Jan Wenner, ex-ditcher of Hunter S. Thompson, in Rolling Stone, 26 November 2016:
Rolling Stone has had a wonderful relationship with Obama over the years. I first met him at the beginning of his 2008 campaign, when he came up to my office for dinner. We backed him when he was up and when he was down. He viewed Rolling Stone readers as part of his base. A year ago, we went to Alaska with him and toured the melting glaciers. With extraordinary pride, we watched him ride the wave of history . . . I had hoped to look back on what he had achieved over eight years and the issues that mattered the most to him and to the readers of Rolling Stone, hear his advice for Hillary and about the road ahead. It was to be the ‘exit interview’, his tenth cover for Rolling Stone, our fourth interview together.
Ta-Nehisi Coates, James Baldwin of the blogosphere, The Atlantic, January–February 2017:
On this crisp October night, everything felt inevitable and grand. There was a slight wind. It had been in the 80s for much of that week. Now, as the sun set, the season remembered its name. Women shivered in their cocktail dresses. Gentlemen chivalrously handed over their suit coats. But when Naomi Campbell strolled past the security pen in a sleeveless number, she seemed as invulnerable as ever. Cellphones were confiscated to prevent surreptitious recordings from leaking out . . . The Obamas are social with Beyoncé and Jay-Z. They hosted Chance the Rapper and Frank Ocean at a state dinner, and last year invited Swizz Beatz, Busta Rhymes, and Ludacris, among others, to discuss criminal-justice reform and other initiatives.
● ● ● ● ● ● ●
### [WHAT TO WORK ON]
[A] Retype the part of the Obama excerpts starting with "Ta-Nehisi Coates, James" and going on through "and other initiatives.".
[B] Answer these questions from the Obama excerpts:
(i) At the beginning of which year's campaign did Jan Wenner first meet Obama?
(ii) Where did Rolling Stone go with Obama a year before the Wenner piece?
(iii) Which two people did the Obamas host at a state dinner?
[C] List every person named in the last two sentences of the Obama excerpts, those beginning "The Obamas are social with" and "They hosted".

### [Stored records]
● ● ● ● ● ● ●
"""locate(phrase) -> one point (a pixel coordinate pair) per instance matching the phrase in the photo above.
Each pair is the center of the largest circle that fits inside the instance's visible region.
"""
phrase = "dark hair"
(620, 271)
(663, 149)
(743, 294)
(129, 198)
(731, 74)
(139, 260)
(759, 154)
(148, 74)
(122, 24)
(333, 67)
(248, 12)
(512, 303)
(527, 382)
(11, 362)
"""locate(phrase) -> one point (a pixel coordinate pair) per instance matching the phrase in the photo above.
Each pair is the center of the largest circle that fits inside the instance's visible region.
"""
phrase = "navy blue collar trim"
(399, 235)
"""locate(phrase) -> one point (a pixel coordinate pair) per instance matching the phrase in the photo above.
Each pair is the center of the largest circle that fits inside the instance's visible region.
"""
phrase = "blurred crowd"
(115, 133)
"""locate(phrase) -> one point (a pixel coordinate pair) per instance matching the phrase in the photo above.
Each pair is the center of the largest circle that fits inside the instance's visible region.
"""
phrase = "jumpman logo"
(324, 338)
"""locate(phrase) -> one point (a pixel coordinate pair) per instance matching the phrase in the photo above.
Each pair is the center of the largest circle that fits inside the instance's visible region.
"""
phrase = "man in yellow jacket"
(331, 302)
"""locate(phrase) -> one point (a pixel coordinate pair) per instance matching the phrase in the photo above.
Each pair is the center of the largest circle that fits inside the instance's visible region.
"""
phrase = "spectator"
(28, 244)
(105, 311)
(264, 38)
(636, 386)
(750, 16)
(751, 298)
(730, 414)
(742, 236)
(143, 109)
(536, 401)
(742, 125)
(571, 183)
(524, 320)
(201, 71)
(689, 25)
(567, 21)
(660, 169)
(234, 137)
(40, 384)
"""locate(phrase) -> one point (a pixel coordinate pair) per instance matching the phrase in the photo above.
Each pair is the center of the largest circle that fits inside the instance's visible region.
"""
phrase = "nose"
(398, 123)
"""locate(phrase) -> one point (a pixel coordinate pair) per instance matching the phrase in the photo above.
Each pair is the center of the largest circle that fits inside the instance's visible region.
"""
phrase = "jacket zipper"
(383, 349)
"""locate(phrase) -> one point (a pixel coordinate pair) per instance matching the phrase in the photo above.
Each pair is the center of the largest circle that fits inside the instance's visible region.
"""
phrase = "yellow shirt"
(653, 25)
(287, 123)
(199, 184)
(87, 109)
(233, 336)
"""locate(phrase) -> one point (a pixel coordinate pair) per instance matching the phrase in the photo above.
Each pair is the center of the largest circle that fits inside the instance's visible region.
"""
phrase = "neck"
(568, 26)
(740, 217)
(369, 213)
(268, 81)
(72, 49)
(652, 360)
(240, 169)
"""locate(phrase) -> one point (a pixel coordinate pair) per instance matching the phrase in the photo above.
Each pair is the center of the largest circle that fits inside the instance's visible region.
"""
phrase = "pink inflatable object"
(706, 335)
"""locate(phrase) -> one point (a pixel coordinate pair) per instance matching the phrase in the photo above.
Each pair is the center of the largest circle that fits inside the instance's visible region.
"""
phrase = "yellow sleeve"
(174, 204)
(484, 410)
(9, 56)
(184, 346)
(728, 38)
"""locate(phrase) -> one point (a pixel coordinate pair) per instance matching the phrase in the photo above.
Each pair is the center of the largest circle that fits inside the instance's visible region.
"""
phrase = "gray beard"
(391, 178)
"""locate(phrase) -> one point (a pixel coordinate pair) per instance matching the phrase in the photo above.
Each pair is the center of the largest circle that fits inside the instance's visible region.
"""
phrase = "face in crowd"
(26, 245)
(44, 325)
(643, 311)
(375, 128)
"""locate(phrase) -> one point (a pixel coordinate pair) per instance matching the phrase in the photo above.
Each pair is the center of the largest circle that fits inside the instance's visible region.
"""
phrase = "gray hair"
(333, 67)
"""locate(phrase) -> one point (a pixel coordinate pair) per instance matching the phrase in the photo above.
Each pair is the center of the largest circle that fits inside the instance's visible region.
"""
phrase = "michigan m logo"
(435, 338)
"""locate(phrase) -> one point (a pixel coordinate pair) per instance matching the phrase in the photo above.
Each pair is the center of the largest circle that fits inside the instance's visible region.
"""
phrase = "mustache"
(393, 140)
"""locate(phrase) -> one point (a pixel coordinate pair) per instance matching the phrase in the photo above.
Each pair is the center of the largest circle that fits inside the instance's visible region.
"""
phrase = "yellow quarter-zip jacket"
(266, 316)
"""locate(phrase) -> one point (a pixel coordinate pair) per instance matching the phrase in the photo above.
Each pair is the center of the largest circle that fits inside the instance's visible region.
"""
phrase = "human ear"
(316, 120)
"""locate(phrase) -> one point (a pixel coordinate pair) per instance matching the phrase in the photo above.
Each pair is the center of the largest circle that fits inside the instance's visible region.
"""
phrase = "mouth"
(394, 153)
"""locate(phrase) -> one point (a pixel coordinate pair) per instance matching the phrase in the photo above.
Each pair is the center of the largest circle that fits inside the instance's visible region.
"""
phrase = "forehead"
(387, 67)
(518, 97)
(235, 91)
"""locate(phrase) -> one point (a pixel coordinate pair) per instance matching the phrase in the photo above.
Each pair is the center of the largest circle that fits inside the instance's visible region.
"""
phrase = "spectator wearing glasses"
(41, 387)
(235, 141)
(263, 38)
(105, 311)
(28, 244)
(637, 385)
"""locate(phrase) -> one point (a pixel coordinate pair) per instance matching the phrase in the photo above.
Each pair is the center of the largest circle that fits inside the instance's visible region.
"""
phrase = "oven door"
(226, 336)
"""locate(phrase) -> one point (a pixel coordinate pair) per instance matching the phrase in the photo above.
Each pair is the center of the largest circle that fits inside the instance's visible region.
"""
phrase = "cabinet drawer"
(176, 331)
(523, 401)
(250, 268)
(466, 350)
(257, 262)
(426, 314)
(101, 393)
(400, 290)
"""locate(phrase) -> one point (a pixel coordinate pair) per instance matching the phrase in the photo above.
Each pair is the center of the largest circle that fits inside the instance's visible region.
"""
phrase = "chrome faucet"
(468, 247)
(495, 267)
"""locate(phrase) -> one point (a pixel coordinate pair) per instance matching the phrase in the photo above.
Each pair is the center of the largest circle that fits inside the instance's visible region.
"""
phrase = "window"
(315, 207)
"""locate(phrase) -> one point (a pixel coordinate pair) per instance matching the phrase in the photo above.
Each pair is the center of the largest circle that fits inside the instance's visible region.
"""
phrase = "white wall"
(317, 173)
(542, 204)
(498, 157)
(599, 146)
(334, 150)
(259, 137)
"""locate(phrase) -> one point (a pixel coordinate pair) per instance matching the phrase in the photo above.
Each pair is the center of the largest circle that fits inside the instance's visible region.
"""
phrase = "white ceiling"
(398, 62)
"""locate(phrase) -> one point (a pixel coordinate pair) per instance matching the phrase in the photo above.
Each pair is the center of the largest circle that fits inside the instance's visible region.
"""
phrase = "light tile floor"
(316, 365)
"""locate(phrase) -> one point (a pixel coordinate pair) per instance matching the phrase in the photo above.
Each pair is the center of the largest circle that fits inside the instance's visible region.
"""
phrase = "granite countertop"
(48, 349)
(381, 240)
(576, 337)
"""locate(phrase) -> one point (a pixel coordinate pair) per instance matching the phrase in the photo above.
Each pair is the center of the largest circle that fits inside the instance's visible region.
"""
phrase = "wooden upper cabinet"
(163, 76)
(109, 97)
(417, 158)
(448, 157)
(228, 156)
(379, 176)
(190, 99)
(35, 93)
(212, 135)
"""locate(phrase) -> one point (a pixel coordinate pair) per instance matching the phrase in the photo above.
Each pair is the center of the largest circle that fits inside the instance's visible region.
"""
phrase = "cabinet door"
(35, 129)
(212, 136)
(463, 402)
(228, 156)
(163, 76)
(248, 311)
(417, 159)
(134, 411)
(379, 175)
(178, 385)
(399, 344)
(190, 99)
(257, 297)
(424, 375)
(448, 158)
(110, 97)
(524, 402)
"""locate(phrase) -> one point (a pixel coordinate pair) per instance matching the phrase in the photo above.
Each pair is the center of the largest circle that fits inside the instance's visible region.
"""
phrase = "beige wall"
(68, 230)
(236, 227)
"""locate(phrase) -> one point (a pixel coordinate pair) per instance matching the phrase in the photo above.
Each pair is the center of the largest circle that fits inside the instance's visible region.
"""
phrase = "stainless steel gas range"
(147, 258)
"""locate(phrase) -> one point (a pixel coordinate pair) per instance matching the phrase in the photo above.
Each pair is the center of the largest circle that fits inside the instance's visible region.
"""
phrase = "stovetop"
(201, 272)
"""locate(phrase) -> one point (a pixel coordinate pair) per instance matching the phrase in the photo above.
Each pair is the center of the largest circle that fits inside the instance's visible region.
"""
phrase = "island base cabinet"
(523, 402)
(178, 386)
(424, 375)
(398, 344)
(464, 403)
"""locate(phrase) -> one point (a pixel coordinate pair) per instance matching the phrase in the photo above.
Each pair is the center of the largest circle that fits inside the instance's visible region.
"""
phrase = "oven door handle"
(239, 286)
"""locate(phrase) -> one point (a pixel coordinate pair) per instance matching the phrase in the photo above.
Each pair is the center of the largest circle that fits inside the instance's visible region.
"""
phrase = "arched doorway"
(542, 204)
● ● ● ● ● ● ●
### [REPLIES]
[A]
Ta-Nehisi Coates, James Baldwin of the blogosphere, The Atlantic, January–February 2017:
On this crisp October night, everything felt inevitable and grand. There was a slight wind. It had been in the 80s for much of that week. Now, as the sun set, the season remembered its name. Women shivered in their cocktail dresses. Gentlemen chivalrously handed over their suit coats. But when Naomi Campbell strolled past the security pen in a sleeveless number, she seemed as invulnerable as ever. Cellphones were confiscated to prevent surreptitious recordings from leaking out . . . The Obamas are social with Beyoncé and Jay-Z. They hosted Chance the Rapper and Frank Ocean at a state dinner, and last year invited Swizz Beatz, Busta Rhymes, and Ludacris, among others, to discuss criminal-justice reform and other initiatives.

[B]
(i) 2008
(ii) Alaska, where they toured the melting glaciers
(iii) Chance the Rapper and Frank Ocean

[C] Beyoncé, Jay-Z, Chance the Rapper, Frank Ocean, Swizz Beatz, Busta Rhymes, Ludacris